◆ TEXT ◆
The Illusion of Time

by David Turell @, Thursday, August 05, 2010, 17:22 (5003 days ago) @ xeno6696


> It got me thinking deeply about time; and the fact that time doesn't actually exist. I might lose you guys in Esoteric Buddhism here, but a recent SciAm article contributed to this exact topic. 
> 
> I'll start out by describing my view of what time is. Time is nothing but two "measurements." In Buddhist philosophy, there is an intense denial of the entire concept of time; teachings such as the Prajna paramita Sutra (diamond sutra) focus the concept that existence is a raging river, upon which man attempts to stake his claim. The past: doesn't exist. The future? Doesn't exist. Only NOW exists. -
A new approach to cosmology does away with the Big Bang theory, combining time, energy, matter, and length:-http://www.physorg.com/news199591806.html

The Illusion of Time

by George Jelliss ⌂ @, Crewe, Thursday, August 05, 2010, 23:26 (5002 days ago) @ David Turell

That's a fascinating article. Personally I hope the big-bang "inflation" model is wrong, and that a replacement can be found, since it all seems so "ad hoc". It will need some very basic re-examination of assumptions.-Here is another on similar lines, but not so convincing to my way of thinking:-http://www.newscientist.com/article/mg20727711.100-is-a-cosmic-chameleon-driving-galaxies-apart.html-This again seems "ad hoc" and not derived from fundamental principles.

◆ TASK STATEMENT ◆
Could you carry on the forum thread about the illusion of time, starting right after its final sentence?

◆ SOURCE EXCERPT ◆
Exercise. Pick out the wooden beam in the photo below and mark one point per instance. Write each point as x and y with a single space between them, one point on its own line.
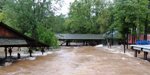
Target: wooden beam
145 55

◆ OUTPUT OF THE TASK ◆
--
GPJ

The Illusion of Time

by dhw, Friday, August 06, 2010, 18:14 (5002 days ago) @ George Jelliss

GEORGE (commenting on the new Shu theory that does away with the Big Bang):
Personally I hope the big-bang "inflation" model is wrong, and that a replacement can be found, since it all seems so "ad hoc". It will need some very basic re-examination of assumptions.-It will indeed. A few weeks ago, we were all arguing about what might have happened before the Big Bang. We were offered various learned discourses on the subject of nothing, and why it's perfectly OK to believe that something can come out of nothing, and time didn't begin till the BB, even if we can't conceive of a BB happening without a "before". But if Shu's theory is correct, there was no BB, nothing came out of nothing, and time has no beginning and no end, so what price all those learned responses now? For me as an outsider (non-scientist, non-believer), the scientific contortions necessary in order to embrace such theories are amazingly similar to the theological contortions needed to believe in the God of the established religions. People tie themselves in knots to make reality fit in with their theories, and if eventually their hypothesis is challenged, off they go on another track, which will be equally riddled with potholes but will produce equally learned, scientific patches from the experts. Maybe the Shu theory is correct, maybe the chameleon theory is correct, maybe the BB theory is correct, and maybe there is some unknown form of energy (conscious or unconscious) which drives life and the universe and which we are simply incapable of observing. Who knows? Nobody. This should be enough to make us all sceptics. But of course it isn't.-My thanks both to David and to George for these constant updates.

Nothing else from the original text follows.